Give these lines as a JSON list of strings, one string per line, leaving out any blank lines.

## Records from a data collection
■ ■ ■ ■ ■

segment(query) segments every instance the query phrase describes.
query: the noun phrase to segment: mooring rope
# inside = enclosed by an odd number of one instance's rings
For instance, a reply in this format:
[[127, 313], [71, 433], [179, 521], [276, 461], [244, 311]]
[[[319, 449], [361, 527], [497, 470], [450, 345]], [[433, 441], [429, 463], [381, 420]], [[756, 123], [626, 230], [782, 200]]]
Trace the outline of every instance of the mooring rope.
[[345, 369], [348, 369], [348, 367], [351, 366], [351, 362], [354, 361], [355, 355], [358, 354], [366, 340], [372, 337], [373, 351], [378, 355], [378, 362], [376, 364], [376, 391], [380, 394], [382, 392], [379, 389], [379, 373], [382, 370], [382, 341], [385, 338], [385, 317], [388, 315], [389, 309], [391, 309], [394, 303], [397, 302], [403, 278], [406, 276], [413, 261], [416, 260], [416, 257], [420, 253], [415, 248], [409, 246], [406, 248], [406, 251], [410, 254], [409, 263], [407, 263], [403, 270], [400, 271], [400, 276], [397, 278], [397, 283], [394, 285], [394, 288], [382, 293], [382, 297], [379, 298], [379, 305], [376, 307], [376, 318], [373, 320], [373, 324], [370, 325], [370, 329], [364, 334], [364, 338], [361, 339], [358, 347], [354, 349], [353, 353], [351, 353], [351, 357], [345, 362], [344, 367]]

■ ■ ■ ■ ■

## The answer
[
  "segment(query) segments every instance the query phrase describes.",
  "query: the noun phrase to segment: mooring rope",
  "# inside = enclosed by an odd number of one instance's rings",
  "For instance, a reply in this format:",
  "[[127, 313], [71, 433], [179, 521], [276, 461], [244, 311]]",
  "[[[319, 449], [361, 527], [497, 470], [450, 345]], [[433, 441], [429, 463], [381, 420]], [[756, 123], [626, 230], [782, 200]]]",
  "Trace the outline of every instance of the mooring rope.",
  "[[345, 369], [348, 369], [348, 367], [351, 366], [351, 362], [354, 361], [355, 355], [358, 354], [366, 340], [372, 337], [373, 351], [378, 355], [378, 362], [376, 364], [376, 391], [380, 394], [382, 392], [379, 389], [379, 373], [382, 370], [382, 341], [385, 338], [385, 317], [388, 315], [389, 309], [391, 309], [394, 303], [397, 302], [403, 278], [406, 276], [413, 261], [416, 260], [416, 257], [420, 253], [415, 248], [409, 246], [406, 248], [406, 251], [410, 254], [409, 263], [407, 263], [403, 270], [400, 271], [400, 276], [397, 278], [397, 283], [394, 285], [394, 288], [382, 293], [382, 297], [379, 298], [379, 305], [376, 307], [376, 318], [373, 320], [373, 324], [370, 325], [370, 329], [364, 334], [364, 338], [361, 339], [358, 347], [354, 349], [353, 353], [351, 353], [351, 357], [345, 362], [344, 367]]"
]